## Begin
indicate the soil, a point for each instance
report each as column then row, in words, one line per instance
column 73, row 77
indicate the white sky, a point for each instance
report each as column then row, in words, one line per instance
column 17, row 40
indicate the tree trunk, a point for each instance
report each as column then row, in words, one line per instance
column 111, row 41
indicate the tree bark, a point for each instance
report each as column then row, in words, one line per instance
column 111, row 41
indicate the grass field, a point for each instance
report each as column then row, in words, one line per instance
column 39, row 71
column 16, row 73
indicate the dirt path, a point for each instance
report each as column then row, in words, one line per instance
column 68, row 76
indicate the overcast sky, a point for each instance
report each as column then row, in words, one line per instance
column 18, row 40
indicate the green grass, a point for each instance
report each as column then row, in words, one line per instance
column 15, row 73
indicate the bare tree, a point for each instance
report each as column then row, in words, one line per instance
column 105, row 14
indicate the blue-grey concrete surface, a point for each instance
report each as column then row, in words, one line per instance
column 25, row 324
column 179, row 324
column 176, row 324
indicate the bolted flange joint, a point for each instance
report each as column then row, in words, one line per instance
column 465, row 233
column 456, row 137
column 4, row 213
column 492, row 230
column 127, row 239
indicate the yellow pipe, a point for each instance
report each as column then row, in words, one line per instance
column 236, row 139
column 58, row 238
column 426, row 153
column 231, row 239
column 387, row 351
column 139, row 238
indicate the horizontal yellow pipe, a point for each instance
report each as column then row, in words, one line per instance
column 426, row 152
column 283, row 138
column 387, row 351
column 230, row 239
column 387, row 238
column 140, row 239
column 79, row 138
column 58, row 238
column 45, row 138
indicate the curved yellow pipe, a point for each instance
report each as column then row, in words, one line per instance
## End
(TO BE DONE): Copy out the rows again word for word, starting at the line that contains "indicate the green" and ending at the line that contains "column 139, row 238", with both of those lines included.

(RESPONSE TO THE EXERCISE):
indicate the green grass, a point for each instance
report each as column then row, in words, one line per instance
column 15, row 73
indicate the bare tree, a point for each instance
report each as column then row, in words, one line per instance
column 105, row 14
indicate the blue-grey concrete surface, a point for each instance
report each as column then row, in words, one line per instance
column 25, row 324
column 179, row 324
column 176, row 324
indicate the bolted flange joint, a point for each instance
report each as column then row, in words, one line per instance
column 465, row 233
column 456, row 137
column 4, row 213
column 492, row 230
column 127, row 239
indicate the yellow pipe, a point for each instance
report each as column then row, in words, one line per instance
column 236, row 139
column 58, row 238
column 426, row 153
column 231, row 239
column 387, row 351
column 139, row 238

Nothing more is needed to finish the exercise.